■ **GIVEN TEXT**:
As soon as I arrived safely back on flat ground, I ran. Poles in my left hand, right fist pumping as I looped around the snack stand I hadn’t seen since 10 am that morning. I broke into a sprint. I flew through the parking lot, then the muddy gravel road. Guided by rope lights on the ground to my left, the finish line grew louder and louder. It was suddenly over. A high five, a buckle, and relief. The tears never came. In fact, almost all feelings left me. I was happy and relieved. My screaming feet were suddenly silent for a moment. All I wanted was water (without tailwind for once) and to brush my teeth.
Fern Rock Aid Station (left) and a finish line photo (right)
Reflections
I went into Worlds End insistent that I do it alone. But as the race went on, I learned to appreciate the company of others on the trail, and to let others help you if they want to. Life is too short to go through it alone, and Worlds End was a perfect example of people showing kindness even to the people who kept saying no.
Worlds End gave me back something I thought I’d lost: belief in myself and my running. Adding to the experience and really living in every facet of it by camping the night before. Fighting the cold, wet, relentless mud, and what felt like vertical climbs the whole way. And yet, I overcame. 18:47:32.
40% of starters DNF’d. Half of the finishers crossed the line in the final hour. Over 1 in 4 of all finishers in the final 20 minutes. And I was one of them. I was not the fastest, and I was never going to be. But I was one of those who endured to the very end, and I am proud of that.

■ **INFORMATION SUPPLIED**:
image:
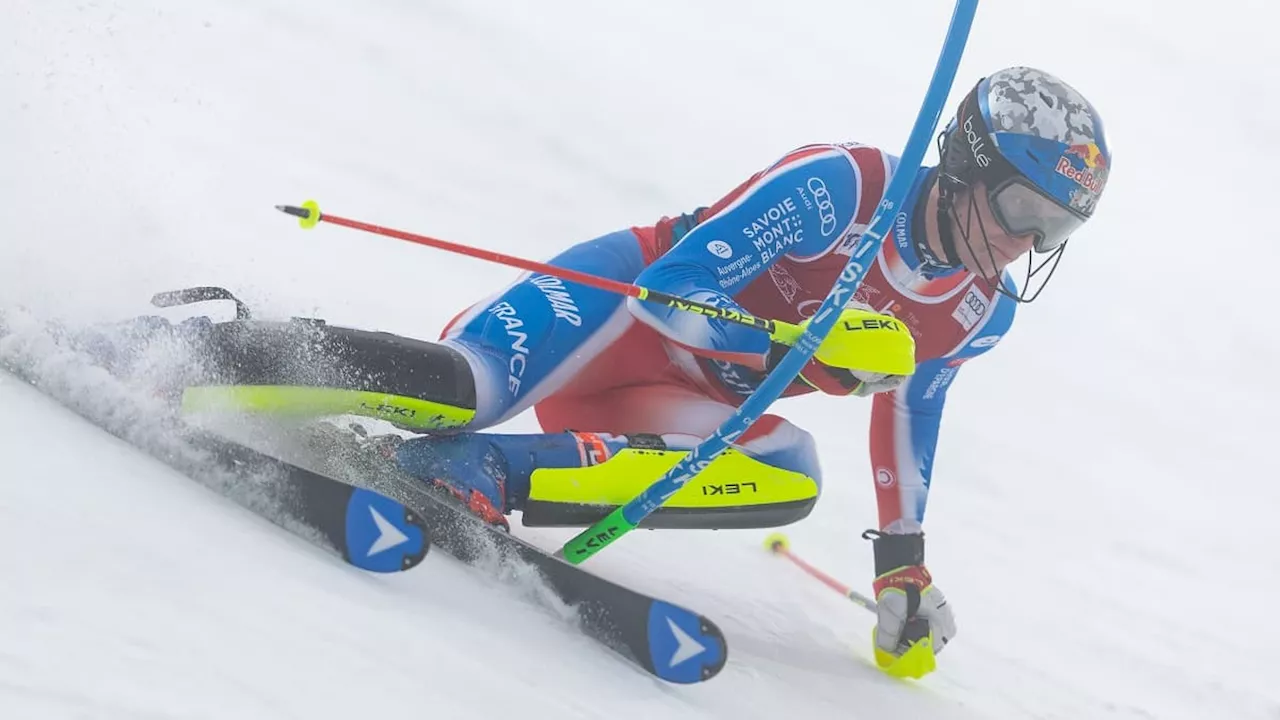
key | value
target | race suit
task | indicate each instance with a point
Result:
(585, 359)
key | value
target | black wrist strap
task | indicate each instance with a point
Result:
(894, 551)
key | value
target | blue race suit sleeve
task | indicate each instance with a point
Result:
(764, 219)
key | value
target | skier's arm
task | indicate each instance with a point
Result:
(803, 205)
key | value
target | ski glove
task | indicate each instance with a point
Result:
(864, 352)
(913, 619)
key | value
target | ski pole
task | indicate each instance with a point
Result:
(777, 543)
(917, 657)
(309, 214)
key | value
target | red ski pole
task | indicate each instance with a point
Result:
(915, 661)
(778, 543)
(309, 214)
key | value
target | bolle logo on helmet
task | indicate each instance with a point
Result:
(976, 142)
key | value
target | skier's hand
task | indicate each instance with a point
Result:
(913, 619)
(863, 354)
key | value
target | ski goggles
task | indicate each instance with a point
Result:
(1020, 209)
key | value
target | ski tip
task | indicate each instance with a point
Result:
(307, 213)
(777, 543)
(684, 647)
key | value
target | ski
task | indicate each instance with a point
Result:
(664, 639)
(671, 642)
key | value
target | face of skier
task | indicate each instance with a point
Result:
(982, 242)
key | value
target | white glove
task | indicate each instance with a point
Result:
(909, 607)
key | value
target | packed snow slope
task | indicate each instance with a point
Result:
(1104, 484)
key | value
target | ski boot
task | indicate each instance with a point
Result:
(466, 466)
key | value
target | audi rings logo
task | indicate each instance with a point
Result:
(721, 249)
(826, 209)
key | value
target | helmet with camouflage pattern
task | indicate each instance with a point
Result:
(1038, 147)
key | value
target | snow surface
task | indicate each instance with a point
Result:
(1101, 516)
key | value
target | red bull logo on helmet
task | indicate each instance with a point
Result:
(1086, 164)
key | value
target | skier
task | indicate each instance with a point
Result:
(1022, 167)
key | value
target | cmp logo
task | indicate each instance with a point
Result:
(720, 249)
(826, 209)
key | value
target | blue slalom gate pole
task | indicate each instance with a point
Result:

■ **TO-DO LIST**:
A - From the Worlds End race report, reproduce the passage between "Reflections" and "I overcame. 18:47:32.", inclusive.
B - In the Worlds End race report, what percentage of starters did not finish?

■ **OUTPUTS FOR THE TASKS**:
A -
Reflections
I went into Worlds End insistent that I do it alone. But as the race went on, I learned to appreciate the company of others on the trail, and to let others help you if they want to. Life is too short to go through it alone, and Worlds End was a perfect example of people showing kindness even to the people who kept saying no.
Worlds End gave me back something I thought I’d lost: belief in myself and my running. Adding to the experience and really living in every facet of it by camping the night before. Fighting the cold, wet, relentless mud, and what felt like vertical climbs the whole way. And yet, I overcame. 18:47:32.

B - 40% of starters did not finish.